TASK REQUIREMENTS =>
1 – In the XGSP passage, which message does XGSP Session Server send to H.323 Gateway to notify an H.323 terminal of a new video selection?
2 – Write out everything in the XGSP passage from "In this chapter, we explain" down to "receive those streams.".

READING TEXT =>
++++++
The video selection for XGSP clients is explained in section 3.2.6. For H.323
terminals, H.323 console can make the video selection requests. When a video stream is
selected, H.323 console sends a VideoSourceSelection (Figure 3-9) message to XGSP
Session Server. When a new video stream is selected and the request is processed by
XGSP Session Server, H.323 terminal needs to be notified for this selection so that it can
refresh its incoming video stream. For this reason, XGSP Session Server sends a
VideoSwitch message as shown in Figure 3-16 to H.323 Gateway to notify H.323
terminal. Then H.323 Gateway notifies H.323 terminal to start video switching.
Figure 3-16: Representation of VideoSwitch XML message
3.3.2 Support for SIP Gateway
SIP Gateway is similar to H.323 Gateway. SIP does not support video streams, so
SIP clients are only capable of receiving and sending audio streams. Because of this
reason, SIP clients can only join XGSP audio sessions.
58
Figure 3-17: SIP client joining and leaving XGSP session
Since SIP is a simple text based protocol SIP Gateway can easily translate SIP
messages into XGSP messages in a straightforward way. When SIP Gateway receives an
INVITE request from SIP client, it sends a JoinSession message to XGSP Session Server
as in the case when H.323 Gateway sends the first JoinSession message to XGSP Session
Server, XGSP Session Server sends SessionSignalResponse to SIP Gateway specifying
session media description. SIP Gateway receives the media description of the SIP client
by parsing the SDP body in the INVITE message. If XGSP Session Server’s response is
OK, SIP Gateway sends another JoinSession message including an audio description of
the client. When an SIP client leaves the session by sending a BYE message to SIP
Gateway, SIP Gateway sends a LeaveSession message for the SIP client to the XGSP
59
Session Server. Then the XGSP Session Server unsubscribes the client from the audio
server’s AudioSession instance. This is illustrated in Figure 3-17.
3.4 Summary
In this chapter, we gave an overview of GlobalMMCS and explained its session
management unit, XGSP Session Server. XGSP Session Server implements XGSP
session management and conference control framework. It also manages media
processing units for joining and leaving clients. This chapter also explained the
interactions of XGSP Session Server with H.323 Gateway and SIP Gateway to describe
how H.323 terminals and SIP clients join and leave XGSP sessions.
60
Chapter 4
XGSP Streaming Gateway
In the previous chapter, we explained XGSP framework for videoconferencing
sessions. Videoconferencing systems provide a framework for send/receive audio and
video streams. Clients can receive and play audio and video streams in the session with
very little latency so that they can interact with each other. These clients usually require
high bandwidth so that they can send and receive streams at the same time.
In this chapter, we explain XGSP Streaming Gateway which extends the XGSP
framework with a novel XGSP Streaming Gateway to deliver A/V streams in a session to
streaming media clients. We have developed Helix Streaming Engines to convert raw
data into RealNetworks Streaming formats. Helix Streaming Server [107] is used by
RealPlayers to receive those streams.
++++++
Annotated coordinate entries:
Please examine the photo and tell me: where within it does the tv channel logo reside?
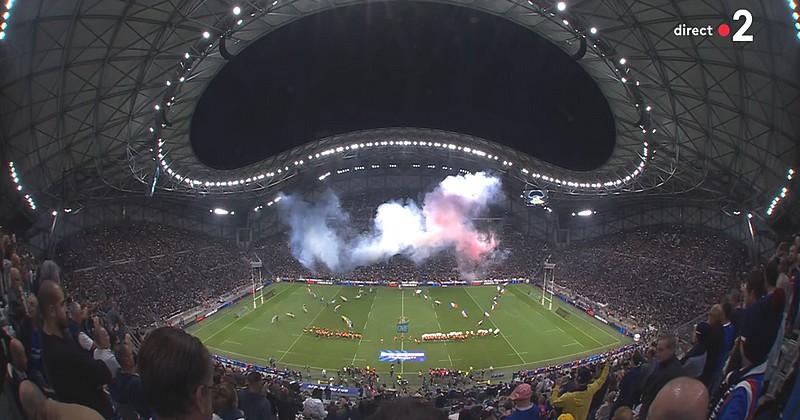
[672,9,753,42]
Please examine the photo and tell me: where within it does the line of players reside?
[303,326,361,340]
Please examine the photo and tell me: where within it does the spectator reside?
[8,267,27,331]
[647,377,708,420]
[39,280,113,419]
[506,383,539,420]
[17,295,47,389]
[611,407,633,420]
[239,372,274,420]
[92,322,120,379]
[550,362,610,420]
[212,382,244,420]
[31,260,61,294]
[681,322,711,379]
[303,388,328,420]
[19,381,103,420]
[594,391,617,420]
[139,327,214,420]
[8,338,28,410]
[639,335,682,420]
[612,350,649,413]
[109,343,150,419]
[700,304,725,390]
[710,340,767,420]
[369,398,447,420]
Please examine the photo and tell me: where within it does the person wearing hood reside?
[681,322,711,379]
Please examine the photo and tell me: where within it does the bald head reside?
[647,377,708,420]
[38,280,67,334]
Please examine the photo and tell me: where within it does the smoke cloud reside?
[277,172,502,277]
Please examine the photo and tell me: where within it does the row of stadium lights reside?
[767,168,794,216]
[8,161,36,210]
[787,0,800,39]
[149,0,656,194]
[0,0,14,40]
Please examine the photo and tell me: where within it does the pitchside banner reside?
[378,350,425,362]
++++++
RESULTS FOR EACH TASK =>
1 – A VideoSwitch message.

2 –
In this chapter, we explain XGSP Streaming Gateway which extends the XGSP
framework with a novel XGSP Streaming Gateway to deliver A/V streams in a session to
streaming media clients. We have developed Helix Streaming Engines to convert raw
data into RealNetworks Streaming formats. Helix Streaming Server [107] is used by
RealPlayers to receive those streams.